▸ Task item: Take every line from the entries below that includes the word "batting" and copy it.

▸ Information supplied:
************

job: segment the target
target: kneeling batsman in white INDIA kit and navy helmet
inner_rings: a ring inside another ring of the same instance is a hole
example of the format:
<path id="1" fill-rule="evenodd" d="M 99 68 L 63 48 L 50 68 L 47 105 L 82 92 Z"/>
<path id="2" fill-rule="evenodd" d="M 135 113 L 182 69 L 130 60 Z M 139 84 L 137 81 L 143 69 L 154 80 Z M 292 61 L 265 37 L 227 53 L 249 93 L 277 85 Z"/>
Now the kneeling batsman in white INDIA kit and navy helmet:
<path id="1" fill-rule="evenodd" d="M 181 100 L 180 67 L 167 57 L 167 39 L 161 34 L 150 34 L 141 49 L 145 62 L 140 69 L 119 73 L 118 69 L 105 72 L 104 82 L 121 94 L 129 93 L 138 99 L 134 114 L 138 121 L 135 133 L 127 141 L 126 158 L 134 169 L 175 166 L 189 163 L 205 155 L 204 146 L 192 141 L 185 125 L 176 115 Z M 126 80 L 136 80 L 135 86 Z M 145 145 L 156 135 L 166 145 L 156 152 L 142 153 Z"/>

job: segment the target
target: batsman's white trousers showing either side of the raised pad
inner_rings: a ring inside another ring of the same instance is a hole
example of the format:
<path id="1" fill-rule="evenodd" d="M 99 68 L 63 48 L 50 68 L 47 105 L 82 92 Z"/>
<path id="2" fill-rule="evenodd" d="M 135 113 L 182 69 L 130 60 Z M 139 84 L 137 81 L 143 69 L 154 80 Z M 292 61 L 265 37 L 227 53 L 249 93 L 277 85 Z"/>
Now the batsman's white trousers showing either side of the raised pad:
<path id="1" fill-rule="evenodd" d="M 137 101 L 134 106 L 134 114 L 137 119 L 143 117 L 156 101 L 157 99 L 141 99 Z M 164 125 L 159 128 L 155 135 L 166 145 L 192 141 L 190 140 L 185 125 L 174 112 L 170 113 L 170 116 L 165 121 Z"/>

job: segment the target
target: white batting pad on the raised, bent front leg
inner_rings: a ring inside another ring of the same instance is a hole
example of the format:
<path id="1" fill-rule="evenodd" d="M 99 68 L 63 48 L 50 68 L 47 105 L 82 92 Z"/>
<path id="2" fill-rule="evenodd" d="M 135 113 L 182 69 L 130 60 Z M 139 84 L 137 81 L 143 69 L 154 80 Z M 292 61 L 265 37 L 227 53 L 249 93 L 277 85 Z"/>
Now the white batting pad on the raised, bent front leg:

************

▸ Solved problem:
target: white batting pad on the raised, bent front leg
Now the white batting pad on the raised, bent front leg:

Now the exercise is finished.